Page excerpt –
###

It’s pretty hip and on trend to ‘go gluten free’ these days, but should you? And if you do, is there a right and wrong way to do it?
If you have celiac’s disease in which you can’t tolerate even a crumb of gluten without intestinal damage, you don’t have a choice but to completely remove it from your diet. It’s also quite possible to have a sensitivity to gluten which can generate similar symptoms as celiac disease, in which case removing gluten from your diet may make you feel better. But many people are skipping the gluten because word on the street is that you will lose weight…but is that really true and is it actually healthy for you?
Removing gluten from your diet means skipping the bread, pasta, pizza, cakes and cookies and for many people that is extremely hard. (It’s important to note that gluten hides in everything from processed meats to soy sauce, candy, toothpaste and medicine too!) So to avoid the gluten and not give up all those foods people are enthusiastically reaching for processed gluten free products that are lining the shelves in every supermarket out there.

###

Parts of the exercise –
A. According to the gluten-free piece, why are people with celiac disease left with no choice but to cut gluten out completely?
B. Besides bread and baked goods, what are some items the gluten-free piece says gluten hides in?
C. Write the next few sentences of the gluten-free piece, picking up after its last sentence.

Saved entries –
###

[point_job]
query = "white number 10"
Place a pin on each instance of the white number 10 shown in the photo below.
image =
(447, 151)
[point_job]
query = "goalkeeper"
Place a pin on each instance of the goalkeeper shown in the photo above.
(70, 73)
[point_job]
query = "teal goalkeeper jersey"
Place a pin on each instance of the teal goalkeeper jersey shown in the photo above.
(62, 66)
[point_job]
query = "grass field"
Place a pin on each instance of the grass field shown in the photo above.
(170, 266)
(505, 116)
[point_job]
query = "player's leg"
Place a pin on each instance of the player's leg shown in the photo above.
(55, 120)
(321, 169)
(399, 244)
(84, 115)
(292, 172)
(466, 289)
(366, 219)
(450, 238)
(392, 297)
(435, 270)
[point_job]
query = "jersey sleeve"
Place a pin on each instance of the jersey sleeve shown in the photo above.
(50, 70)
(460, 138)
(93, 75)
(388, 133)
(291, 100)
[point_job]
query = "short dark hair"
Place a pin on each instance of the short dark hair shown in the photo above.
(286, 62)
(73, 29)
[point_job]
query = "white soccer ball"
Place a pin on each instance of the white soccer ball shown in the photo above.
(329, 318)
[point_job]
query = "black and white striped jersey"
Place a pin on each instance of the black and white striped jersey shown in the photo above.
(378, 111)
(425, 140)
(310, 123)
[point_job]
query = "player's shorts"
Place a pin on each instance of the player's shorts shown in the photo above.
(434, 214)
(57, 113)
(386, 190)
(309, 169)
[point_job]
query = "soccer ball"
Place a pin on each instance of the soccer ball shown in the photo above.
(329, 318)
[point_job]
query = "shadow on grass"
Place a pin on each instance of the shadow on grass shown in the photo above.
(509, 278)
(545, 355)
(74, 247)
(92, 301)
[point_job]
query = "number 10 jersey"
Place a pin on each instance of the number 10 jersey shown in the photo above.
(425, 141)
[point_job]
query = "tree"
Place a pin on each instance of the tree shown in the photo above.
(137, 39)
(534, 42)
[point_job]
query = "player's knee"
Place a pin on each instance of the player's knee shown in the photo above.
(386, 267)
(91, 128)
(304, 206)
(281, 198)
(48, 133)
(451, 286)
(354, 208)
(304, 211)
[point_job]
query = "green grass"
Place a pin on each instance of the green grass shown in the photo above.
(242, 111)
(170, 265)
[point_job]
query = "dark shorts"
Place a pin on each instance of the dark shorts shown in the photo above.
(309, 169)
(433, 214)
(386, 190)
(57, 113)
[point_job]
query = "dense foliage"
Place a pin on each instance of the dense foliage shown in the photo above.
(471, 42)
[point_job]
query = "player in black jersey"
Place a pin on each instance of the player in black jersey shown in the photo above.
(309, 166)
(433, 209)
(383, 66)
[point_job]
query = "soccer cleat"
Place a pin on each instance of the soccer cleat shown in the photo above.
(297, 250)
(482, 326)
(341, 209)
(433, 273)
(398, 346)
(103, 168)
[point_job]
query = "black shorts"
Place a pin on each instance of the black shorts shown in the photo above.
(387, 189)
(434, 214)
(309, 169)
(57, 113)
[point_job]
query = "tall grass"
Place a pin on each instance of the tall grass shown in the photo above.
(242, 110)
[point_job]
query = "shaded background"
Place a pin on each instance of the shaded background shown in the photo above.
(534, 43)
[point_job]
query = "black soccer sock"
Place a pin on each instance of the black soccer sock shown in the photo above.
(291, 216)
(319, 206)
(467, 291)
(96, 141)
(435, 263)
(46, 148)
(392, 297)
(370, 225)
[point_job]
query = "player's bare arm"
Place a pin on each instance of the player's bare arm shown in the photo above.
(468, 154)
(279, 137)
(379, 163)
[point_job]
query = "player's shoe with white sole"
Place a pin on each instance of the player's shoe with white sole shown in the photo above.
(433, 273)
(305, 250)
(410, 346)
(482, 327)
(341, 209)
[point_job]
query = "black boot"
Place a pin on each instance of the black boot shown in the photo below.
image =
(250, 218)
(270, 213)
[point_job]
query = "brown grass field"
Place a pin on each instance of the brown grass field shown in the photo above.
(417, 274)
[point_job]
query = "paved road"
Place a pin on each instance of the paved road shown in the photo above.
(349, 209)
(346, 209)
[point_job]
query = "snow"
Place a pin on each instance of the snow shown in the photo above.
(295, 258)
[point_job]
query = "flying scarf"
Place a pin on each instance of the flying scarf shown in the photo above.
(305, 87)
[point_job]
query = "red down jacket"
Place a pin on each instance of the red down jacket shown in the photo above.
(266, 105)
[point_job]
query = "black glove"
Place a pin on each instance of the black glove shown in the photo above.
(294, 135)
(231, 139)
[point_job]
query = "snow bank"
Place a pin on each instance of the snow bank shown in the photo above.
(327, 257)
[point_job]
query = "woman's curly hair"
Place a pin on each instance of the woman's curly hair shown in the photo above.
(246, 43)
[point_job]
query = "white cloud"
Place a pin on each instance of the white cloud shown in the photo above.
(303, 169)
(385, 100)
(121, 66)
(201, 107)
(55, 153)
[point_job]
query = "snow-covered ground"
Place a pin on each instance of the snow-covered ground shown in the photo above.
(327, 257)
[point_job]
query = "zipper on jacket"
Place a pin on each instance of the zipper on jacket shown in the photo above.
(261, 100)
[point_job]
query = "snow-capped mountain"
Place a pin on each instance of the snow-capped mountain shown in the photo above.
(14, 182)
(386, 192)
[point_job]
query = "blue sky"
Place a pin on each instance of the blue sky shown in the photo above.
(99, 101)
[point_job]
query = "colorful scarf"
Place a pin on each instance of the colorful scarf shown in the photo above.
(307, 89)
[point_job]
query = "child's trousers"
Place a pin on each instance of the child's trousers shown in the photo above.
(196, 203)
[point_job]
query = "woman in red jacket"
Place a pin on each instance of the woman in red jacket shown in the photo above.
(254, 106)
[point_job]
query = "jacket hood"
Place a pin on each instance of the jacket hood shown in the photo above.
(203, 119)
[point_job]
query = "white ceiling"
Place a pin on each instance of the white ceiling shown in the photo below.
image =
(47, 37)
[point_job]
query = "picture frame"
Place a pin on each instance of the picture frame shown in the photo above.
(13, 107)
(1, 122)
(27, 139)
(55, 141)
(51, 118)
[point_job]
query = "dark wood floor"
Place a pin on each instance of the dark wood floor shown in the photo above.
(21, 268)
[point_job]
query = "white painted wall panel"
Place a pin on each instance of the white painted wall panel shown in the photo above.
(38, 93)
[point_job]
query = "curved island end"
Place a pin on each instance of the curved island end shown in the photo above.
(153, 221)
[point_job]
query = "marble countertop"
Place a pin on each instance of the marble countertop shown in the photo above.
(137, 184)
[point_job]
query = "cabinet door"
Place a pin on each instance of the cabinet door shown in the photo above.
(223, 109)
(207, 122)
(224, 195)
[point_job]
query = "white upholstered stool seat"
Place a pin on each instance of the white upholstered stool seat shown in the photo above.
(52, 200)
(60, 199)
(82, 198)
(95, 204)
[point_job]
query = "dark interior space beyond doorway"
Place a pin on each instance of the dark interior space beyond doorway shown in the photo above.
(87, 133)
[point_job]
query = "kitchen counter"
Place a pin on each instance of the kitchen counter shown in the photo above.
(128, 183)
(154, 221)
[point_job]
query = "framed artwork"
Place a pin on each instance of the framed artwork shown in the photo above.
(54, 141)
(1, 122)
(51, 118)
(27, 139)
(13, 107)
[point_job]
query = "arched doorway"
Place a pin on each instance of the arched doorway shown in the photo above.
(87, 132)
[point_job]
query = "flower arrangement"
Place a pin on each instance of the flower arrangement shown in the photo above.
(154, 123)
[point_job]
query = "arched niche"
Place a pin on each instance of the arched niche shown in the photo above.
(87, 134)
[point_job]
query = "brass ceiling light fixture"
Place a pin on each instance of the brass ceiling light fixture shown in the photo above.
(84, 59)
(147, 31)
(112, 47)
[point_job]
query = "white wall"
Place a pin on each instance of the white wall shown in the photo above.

###

Numbered responses –
A. With celiac disease, even a crumb of gluten causes intestinal damage. Since none can be tolerated, the only option is to remove it from the diet entirely.

B. Processed meats, soy sauce, candy, toothpaste, and medicine.

C.
When most people go gluten-free they begin buying the mass-produced gluten free products. It’s big, big business for food manufacturers to cater to this crowd by tailoring your products to be gluten free. But the truth is that these products are secretly a chemical shit storm:
- GF manufactured food is highly processed and damaging to the body. When you remove gluten from a recipe, you need to find a way to ‘hold’ the rest of the ingredients together. Most GF products are completely filled with industrial seed oils, extra sugar, artificial sweeteners and soy that all disrupts hormones, lacks vitamins and minerals, causes inflammation, IBS and leaky gut syndrome, fuels the bad gut bacteria, increases insulin resistance and blood sugar swings and actually causes weight gain.
- GF products lack nutrients like important vitamins and minerals (see #1).
- Damage done to the body makes nutrient absorption (of any foods) difficult, creating nutritional deficiencies in the body.
- Gluten is found in wheat, removing it also removes fiber. You will need to make a concerted effort to help keep the bowels working properly.
- GF products are expensive!
Here’s the bottom line:
If you decide to your body feels better without gluten, you can avoid it and still be healthy. But you MUST avoid highly processed foods that are hiding in gluten free products.
Sound hard? It doesn’t have to be.
- Stick to whole foods rather than packaged ones. Use raw veggies to satisfy the need to crunch!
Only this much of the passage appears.